Эти вопросы становятся неизбежными, если принять во внимание то общественное положение, которое Гарсиласо занимал в Испании ко времени начала работы над своими рукописями.

К сожалению, сохранились лишь чрезвычайно скудные данные о жизни Гарсиласо в Испании. Причем многие из них приходится «вылавливать» главным образом из его же собственных произведений, включая разного рода документы – письма, посвящения и т. п., которые Гарсиласо опубликовал в качестве приложений к ним. Очевидный интерес представляют также разнообразные акты гражданского состояния периода его жизни, фиксируемые властями, церковью, нотариусами и т. п. Содержащиеся в них сведения позволяют заполнять белые пятна в биографии Гарсиласо. Следует указать, что исследования в этой области продолжаются и в наше время; так, например, в 1968 г. в журнале «Сан Маркое», издаваемом Университетом Лимы, были опубликованы 14 до того неизвестных документов, касающихся семьи Гарсиласо (по отцовской линии); в одном из них упомянут сам Инка Гарсиласо. (San Marcos, Numero septimo. Segunda epoca, diciembre 1967, enero‑febrero‑1968, Lima, Peru)

Насколько можно судить по всем этим и другим источникам, судьба обошлась с Гарсиласо достаточно сурово – правильнее было бы сказать, что она именно в испанский период его жизни (1560–1616) проявила к нему почти полное безразличие.

Едва ступив на землю своей второй родины – он высадился с корабля в Севилье, – Гарсиласо направился в город Бадахос к своему дяде‑тезке Гомесу Суаресу де Фигероа. О характере этой встречи можно лишь догадываться по такому факту: дядя тут же берет у своего экзотического племянника в долг «около 300 дукатов». Возможно, что именно по этой причине Гарсиласо вскоре оказывается в доме другого своего дяди, прославившегося на войне в Италии капитана Алонсо де Варгаса. Там, в небольшом селении Монтилья (провинция Бадахос), он провел почти безвыездно тридцать (!) лет. Не нужно много воображения, чтобы представить себе, что могла дать Гарсиласо глухая испанская провинция взамен той жизни, которую он вел в Перу, «рожденный среди огня и ужасов жесточайших гражданских войн своей родины, среди оружия и лошадей и обученный владеть ими...», –как он сам рассказывает.

* [ЗАДАНИЯ]
[A] Перепишите из отрывка о Гарсиласо без изменений всё, что идет начиная со слов «Едва ступив на» и вплоть до слов «он сам рассказывает.».
[B] Почему, согласно отрывку о Гарсиласо, акты гражданского состояния периода его жизни представляют очевидный интерес? Ответьте в одном–трех предложениях.
[C] Сколько лет, по словам отрывка о Гарсиласо, он провел почти безвыездно в селении Монтилья?

[Фрагменты набора данных для указания]
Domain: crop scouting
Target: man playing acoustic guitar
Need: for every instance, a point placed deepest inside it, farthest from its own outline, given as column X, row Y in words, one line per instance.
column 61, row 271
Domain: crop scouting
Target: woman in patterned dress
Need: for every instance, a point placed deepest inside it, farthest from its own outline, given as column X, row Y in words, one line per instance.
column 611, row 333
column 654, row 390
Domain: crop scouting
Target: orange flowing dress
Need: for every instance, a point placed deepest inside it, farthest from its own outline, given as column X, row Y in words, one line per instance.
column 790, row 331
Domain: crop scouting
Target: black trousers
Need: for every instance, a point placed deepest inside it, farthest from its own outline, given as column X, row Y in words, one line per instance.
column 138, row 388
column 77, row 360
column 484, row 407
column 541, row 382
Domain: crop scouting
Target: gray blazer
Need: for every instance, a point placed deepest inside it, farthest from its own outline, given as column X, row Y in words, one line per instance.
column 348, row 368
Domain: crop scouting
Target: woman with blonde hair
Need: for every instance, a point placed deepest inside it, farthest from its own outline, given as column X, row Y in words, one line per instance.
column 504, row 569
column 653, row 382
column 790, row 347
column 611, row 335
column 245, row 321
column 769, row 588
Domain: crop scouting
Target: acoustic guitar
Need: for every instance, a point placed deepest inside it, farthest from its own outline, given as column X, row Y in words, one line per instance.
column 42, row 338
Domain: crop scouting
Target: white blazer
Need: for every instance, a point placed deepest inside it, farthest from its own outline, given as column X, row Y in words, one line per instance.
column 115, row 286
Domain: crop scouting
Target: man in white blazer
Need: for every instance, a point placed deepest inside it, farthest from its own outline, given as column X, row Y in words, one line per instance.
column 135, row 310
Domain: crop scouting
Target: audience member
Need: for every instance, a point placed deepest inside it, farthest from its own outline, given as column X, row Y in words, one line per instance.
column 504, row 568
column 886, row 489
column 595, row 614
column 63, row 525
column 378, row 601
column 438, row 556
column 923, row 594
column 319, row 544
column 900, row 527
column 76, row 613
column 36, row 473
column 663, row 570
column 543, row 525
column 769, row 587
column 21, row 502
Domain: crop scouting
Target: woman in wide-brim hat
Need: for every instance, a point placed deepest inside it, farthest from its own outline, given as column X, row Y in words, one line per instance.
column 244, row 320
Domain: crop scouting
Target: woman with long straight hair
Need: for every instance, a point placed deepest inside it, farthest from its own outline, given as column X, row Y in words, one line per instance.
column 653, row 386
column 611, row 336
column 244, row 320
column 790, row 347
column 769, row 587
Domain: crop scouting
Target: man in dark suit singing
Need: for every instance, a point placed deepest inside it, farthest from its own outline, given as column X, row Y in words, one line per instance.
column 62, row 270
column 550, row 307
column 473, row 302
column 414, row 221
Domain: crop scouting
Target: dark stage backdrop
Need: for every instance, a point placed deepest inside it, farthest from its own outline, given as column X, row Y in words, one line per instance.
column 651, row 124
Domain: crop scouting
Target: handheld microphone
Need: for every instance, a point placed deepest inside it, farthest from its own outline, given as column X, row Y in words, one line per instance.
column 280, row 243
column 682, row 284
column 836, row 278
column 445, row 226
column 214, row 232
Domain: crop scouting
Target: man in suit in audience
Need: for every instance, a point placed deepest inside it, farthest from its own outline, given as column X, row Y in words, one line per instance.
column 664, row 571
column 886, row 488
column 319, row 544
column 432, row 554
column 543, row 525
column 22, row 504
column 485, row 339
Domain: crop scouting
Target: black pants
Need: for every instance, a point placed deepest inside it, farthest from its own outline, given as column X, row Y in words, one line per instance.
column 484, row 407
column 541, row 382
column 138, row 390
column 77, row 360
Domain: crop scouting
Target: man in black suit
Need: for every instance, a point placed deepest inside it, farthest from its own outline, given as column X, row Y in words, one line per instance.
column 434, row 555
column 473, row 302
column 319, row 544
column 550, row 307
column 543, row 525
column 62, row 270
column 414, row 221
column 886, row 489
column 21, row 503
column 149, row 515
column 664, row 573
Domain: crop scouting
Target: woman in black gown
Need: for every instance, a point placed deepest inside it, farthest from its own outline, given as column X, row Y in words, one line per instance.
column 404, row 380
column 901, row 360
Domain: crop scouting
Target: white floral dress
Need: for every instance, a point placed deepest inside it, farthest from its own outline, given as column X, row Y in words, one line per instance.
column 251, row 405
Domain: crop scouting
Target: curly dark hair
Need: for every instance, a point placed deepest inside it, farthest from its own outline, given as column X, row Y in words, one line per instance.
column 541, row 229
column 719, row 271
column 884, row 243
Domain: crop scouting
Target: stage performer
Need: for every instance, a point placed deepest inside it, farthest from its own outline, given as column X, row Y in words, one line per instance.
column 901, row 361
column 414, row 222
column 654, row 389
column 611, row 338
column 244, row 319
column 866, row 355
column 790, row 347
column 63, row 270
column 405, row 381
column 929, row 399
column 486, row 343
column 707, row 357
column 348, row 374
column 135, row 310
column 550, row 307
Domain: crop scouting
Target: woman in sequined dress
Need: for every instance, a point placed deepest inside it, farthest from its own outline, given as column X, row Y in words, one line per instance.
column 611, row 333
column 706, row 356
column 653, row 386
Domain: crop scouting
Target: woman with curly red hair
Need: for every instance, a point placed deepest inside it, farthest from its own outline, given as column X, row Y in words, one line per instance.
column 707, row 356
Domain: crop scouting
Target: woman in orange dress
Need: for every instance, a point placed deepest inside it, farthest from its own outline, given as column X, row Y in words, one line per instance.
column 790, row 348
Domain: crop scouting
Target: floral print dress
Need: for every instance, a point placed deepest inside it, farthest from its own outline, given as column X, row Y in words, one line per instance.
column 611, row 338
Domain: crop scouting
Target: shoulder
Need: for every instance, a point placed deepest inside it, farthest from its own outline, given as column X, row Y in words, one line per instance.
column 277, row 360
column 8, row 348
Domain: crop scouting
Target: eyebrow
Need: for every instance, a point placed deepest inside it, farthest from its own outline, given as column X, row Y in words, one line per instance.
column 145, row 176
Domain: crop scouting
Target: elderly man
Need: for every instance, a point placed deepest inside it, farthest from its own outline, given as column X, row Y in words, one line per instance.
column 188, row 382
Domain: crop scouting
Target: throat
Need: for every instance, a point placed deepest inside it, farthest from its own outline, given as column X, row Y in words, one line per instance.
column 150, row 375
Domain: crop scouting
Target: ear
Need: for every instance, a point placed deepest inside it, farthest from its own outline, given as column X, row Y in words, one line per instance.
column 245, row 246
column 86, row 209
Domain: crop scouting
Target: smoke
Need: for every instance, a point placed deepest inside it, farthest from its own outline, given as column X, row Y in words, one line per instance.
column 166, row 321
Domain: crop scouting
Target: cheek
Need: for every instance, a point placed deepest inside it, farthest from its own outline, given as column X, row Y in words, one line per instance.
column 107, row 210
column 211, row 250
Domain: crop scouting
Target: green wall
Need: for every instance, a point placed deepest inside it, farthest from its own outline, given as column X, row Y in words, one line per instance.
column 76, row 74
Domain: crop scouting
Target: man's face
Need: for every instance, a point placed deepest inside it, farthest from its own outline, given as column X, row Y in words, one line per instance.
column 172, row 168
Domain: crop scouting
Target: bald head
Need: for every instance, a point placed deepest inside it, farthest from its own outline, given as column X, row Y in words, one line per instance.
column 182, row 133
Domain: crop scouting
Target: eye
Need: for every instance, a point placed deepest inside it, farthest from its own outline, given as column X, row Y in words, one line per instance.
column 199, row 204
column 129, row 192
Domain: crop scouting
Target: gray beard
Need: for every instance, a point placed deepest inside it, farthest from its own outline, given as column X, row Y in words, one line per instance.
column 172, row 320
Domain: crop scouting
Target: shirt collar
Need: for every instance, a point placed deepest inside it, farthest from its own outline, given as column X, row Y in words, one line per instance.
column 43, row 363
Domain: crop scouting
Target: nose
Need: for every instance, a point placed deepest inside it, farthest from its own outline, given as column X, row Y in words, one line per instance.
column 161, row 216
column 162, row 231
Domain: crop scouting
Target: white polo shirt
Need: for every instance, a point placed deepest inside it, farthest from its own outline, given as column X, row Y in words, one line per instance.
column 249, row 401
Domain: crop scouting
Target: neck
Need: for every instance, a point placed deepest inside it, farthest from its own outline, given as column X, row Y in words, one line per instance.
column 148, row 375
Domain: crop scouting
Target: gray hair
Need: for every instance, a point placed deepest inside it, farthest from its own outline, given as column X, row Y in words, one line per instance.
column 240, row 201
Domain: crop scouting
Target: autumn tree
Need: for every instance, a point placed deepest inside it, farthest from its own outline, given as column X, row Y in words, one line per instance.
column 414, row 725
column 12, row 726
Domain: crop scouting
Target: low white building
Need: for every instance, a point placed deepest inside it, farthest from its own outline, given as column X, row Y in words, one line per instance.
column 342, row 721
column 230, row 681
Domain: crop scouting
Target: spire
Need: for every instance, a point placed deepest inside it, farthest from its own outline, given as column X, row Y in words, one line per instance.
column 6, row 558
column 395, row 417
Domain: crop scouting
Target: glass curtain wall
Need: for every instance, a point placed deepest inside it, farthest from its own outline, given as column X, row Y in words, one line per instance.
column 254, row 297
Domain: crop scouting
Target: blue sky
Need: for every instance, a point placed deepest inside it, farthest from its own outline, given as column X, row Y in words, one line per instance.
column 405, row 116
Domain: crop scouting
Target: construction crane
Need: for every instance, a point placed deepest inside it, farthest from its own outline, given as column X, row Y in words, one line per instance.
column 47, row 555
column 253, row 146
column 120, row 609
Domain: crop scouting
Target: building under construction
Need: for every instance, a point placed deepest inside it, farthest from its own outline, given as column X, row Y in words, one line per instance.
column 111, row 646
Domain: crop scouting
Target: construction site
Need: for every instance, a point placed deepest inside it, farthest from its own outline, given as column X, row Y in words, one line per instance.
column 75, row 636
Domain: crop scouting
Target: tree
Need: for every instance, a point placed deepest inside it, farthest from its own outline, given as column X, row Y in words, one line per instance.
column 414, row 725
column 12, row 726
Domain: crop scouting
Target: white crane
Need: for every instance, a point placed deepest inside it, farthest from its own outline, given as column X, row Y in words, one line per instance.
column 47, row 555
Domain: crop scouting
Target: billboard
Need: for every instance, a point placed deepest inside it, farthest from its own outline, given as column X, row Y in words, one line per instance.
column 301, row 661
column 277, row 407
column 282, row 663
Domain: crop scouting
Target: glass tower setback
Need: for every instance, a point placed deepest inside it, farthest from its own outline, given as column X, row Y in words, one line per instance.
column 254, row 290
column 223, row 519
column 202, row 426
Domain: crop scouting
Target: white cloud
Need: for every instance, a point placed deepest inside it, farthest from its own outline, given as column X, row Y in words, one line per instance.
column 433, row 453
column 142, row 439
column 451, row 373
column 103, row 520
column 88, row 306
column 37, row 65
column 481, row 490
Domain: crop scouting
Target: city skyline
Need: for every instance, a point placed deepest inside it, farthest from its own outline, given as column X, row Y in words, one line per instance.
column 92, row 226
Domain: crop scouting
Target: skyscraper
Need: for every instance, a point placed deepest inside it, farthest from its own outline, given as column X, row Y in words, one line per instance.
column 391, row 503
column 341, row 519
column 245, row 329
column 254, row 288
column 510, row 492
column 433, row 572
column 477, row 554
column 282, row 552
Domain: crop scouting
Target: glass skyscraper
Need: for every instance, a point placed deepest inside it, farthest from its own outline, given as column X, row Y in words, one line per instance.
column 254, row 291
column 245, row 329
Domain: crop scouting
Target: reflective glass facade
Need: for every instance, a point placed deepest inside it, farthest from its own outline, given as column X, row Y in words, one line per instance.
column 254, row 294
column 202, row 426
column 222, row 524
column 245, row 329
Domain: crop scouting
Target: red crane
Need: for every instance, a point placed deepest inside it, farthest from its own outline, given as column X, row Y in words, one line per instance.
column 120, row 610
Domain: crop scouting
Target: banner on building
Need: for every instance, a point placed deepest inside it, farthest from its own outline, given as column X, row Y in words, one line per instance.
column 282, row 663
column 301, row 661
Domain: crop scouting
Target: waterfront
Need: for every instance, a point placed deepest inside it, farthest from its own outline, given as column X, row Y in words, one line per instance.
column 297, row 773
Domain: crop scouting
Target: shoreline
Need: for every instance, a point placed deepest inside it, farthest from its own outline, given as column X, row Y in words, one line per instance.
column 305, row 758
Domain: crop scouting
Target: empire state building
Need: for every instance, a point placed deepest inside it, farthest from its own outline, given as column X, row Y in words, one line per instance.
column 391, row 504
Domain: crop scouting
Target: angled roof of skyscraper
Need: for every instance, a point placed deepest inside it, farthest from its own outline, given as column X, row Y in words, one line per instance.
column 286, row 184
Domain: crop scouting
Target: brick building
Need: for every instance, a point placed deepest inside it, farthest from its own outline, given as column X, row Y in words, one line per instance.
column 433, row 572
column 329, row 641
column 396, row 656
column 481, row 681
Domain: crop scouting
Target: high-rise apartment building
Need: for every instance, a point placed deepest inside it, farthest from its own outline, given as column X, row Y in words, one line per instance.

* [РЕЗУЛЬТАТЫ]
[A]
Едва ступив на землю своей второй родины – он высадился с корабля в Севилье, – Гарсиласо направился в город Бадахос к своему дяде‑тезке Гомесу Суаресу де Фигероа. О характере этой встречи можно лишь догадываться по такому факту: дядя тут же берет у своего экзотического племянника в долг «около 300 дукатов». Возможно, что именно по этой причине Гарсиласо вскоре оказывается в доме другого своего дяди, прославившегося на войне в Италии капитана Алонсо де Варгаса. Там, в небольшом селении Монтилья (провинция Бадахос), он провел почти безвыездно тридцать (!) лет. Не нужно много воображения, чтобы представить себе, что могла дать Гарсиласо глухая испанская провинция взамен той жизни, которую он вел в Перу, «рожденный среди огня и ужасов жесточайших гражданских войн своей родины, среди оружия и лошадей и обученный владеть ими...», –как он сам рассказывает.

[B] Акты гражданского состояния, которые фиксировали власти, церковь, нотариусы и т. п., представляют интерес потому, что содержащиеся в них сведения позволяют заполнять белые пятна в биографии Гарсиласо.

[C] Тридцать лет.